_ASSIGNMENT_:
All lines from the one including "[point] every instance of the tree fork" to the bottom of the entries below should be repeated exactly, both ends kept.

_DATA FOR THIS TASK_:
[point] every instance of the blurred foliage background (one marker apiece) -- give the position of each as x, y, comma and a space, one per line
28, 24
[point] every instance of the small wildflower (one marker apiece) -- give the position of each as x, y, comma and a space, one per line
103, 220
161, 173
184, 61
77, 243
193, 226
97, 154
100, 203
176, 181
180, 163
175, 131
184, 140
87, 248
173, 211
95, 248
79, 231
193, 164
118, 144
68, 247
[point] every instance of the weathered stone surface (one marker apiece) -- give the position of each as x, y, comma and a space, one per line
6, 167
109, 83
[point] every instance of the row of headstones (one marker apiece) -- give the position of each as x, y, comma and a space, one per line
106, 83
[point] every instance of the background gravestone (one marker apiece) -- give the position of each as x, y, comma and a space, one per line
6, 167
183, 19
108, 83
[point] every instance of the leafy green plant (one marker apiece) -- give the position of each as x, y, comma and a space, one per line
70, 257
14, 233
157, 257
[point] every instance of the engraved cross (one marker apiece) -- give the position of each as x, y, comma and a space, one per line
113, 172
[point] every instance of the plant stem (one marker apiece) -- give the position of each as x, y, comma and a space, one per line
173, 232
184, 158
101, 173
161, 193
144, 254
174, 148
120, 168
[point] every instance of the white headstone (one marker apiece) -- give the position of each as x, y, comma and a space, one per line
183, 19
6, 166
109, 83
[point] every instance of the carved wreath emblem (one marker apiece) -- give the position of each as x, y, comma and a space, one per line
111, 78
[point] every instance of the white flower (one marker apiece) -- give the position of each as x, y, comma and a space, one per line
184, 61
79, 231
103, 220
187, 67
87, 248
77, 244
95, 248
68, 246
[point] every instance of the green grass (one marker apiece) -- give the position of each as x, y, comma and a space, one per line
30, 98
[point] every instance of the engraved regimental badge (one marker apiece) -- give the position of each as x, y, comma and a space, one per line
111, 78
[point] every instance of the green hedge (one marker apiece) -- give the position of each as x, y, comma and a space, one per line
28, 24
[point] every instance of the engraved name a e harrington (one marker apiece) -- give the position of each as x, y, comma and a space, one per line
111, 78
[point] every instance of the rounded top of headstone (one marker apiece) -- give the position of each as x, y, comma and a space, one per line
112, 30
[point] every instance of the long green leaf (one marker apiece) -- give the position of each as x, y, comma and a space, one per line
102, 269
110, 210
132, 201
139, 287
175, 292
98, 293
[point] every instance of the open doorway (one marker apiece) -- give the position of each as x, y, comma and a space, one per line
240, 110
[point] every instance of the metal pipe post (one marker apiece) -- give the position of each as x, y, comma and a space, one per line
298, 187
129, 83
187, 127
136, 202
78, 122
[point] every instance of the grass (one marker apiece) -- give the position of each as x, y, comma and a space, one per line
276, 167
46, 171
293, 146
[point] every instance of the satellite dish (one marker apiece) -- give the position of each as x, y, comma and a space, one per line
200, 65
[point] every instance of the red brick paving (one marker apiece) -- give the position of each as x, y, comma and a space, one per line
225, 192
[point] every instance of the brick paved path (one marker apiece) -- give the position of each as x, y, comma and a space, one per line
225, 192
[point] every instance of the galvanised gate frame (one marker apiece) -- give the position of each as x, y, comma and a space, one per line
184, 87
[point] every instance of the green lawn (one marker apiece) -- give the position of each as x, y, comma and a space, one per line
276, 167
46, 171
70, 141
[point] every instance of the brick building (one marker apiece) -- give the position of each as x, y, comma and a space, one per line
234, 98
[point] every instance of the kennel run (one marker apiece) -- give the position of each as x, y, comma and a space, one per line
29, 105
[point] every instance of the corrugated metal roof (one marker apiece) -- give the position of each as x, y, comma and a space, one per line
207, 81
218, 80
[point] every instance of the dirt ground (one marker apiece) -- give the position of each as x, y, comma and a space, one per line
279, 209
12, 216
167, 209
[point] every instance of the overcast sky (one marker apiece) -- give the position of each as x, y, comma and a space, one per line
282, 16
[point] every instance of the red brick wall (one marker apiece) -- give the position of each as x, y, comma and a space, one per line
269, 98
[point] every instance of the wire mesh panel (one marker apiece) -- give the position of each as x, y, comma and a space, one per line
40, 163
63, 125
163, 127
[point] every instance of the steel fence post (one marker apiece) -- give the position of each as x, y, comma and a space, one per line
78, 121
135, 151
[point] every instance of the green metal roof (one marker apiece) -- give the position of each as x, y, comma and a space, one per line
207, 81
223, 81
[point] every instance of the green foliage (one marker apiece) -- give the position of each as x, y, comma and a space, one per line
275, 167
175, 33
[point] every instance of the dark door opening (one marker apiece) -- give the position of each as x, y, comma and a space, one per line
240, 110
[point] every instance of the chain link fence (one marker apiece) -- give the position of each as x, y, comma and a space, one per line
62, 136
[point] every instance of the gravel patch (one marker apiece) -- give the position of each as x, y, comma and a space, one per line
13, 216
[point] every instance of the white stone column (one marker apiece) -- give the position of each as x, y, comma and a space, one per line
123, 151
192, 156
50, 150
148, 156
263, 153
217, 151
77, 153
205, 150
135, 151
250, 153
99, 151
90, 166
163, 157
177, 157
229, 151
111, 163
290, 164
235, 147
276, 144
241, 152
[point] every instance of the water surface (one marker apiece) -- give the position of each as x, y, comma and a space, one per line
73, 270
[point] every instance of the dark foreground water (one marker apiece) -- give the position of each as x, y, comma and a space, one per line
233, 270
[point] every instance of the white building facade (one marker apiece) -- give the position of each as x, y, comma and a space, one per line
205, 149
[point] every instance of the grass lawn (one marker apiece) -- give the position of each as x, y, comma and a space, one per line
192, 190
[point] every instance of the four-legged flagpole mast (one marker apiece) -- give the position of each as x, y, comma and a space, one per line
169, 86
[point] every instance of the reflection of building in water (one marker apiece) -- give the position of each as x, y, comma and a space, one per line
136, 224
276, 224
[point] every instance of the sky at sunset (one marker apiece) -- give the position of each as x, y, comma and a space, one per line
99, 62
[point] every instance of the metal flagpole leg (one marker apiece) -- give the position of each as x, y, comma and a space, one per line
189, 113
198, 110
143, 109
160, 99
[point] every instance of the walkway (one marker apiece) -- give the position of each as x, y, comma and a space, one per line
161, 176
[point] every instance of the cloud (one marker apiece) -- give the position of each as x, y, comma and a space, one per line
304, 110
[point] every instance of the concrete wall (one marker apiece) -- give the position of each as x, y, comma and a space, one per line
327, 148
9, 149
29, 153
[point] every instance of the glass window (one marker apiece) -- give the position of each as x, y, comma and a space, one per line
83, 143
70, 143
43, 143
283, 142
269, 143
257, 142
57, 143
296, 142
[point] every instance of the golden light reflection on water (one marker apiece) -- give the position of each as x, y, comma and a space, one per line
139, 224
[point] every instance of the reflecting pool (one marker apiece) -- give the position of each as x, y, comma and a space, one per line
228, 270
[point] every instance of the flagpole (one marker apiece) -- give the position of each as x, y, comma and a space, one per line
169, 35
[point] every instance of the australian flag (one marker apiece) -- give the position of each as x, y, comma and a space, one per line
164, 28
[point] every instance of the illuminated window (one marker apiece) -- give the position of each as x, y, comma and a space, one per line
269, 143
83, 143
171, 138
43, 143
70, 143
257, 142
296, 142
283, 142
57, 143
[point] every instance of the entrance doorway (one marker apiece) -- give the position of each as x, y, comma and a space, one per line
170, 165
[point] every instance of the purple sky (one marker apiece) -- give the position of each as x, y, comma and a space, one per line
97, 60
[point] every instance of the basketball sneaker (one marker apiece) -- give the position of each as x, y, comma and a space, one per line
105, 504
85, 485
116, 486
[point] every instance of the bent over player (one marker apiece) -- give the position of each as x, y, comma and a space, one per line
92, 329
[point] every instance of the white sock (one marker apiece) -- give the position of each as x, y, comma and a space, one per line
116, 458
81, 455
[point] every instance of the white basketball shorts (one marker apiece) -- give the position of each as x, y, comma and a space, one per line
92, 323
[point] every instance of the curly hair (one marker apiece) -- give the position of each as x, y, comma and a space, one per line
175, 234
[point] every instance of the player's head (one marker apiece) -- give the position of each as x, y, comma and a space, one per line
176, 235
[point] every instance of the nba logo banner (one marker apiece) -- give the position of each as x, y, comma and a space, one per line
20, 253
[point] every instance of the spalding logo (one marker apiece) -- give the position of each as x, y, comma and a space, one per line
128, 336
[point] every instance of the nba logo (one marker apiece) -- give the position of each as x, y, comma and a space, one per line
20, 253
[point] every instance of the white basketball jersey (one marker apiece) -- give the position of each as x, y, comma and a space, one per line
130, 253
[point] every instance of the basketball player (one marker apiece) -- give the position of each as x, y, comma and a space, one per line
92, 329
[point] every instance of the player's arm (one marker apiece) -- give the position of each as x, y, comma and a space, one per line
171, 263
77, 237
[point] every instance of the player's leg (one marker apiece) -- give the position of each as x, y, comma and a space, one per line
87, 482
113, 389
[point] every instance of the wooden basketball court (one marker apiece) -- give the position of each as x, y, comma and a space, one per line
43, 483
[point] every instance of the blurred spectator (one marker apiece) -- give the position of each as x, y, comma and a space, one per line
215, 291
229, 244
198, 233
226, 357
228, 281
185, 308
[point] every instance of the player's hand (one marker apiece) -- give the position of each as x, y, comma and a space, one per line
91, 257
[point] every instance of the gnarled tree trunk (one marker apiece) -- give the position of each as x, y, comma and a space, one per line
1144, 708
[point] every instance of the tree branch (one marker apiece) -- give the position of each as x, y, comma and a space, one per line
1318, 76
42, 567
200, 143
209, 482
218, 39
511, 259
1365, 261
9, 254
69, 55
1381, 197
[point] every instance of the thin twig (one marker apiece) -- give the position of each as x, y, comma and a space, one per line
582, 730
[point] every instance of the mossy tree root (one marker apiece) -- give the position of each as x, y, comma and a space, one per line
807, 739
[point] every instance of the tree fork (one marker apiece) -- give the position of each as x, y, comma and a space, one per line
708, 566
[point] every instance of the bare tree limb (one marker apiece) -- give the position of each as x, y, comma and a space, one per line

_EXPECTED OUTPUT_:
[point] every instance of the tree fork (one marker apiece) -- give the position of each as x, y, comma and a space, one per line
708, 566
[point] every instance of the bare tree limb (one marker apiece) -- give the position of each as x, y, comma and a space, one per line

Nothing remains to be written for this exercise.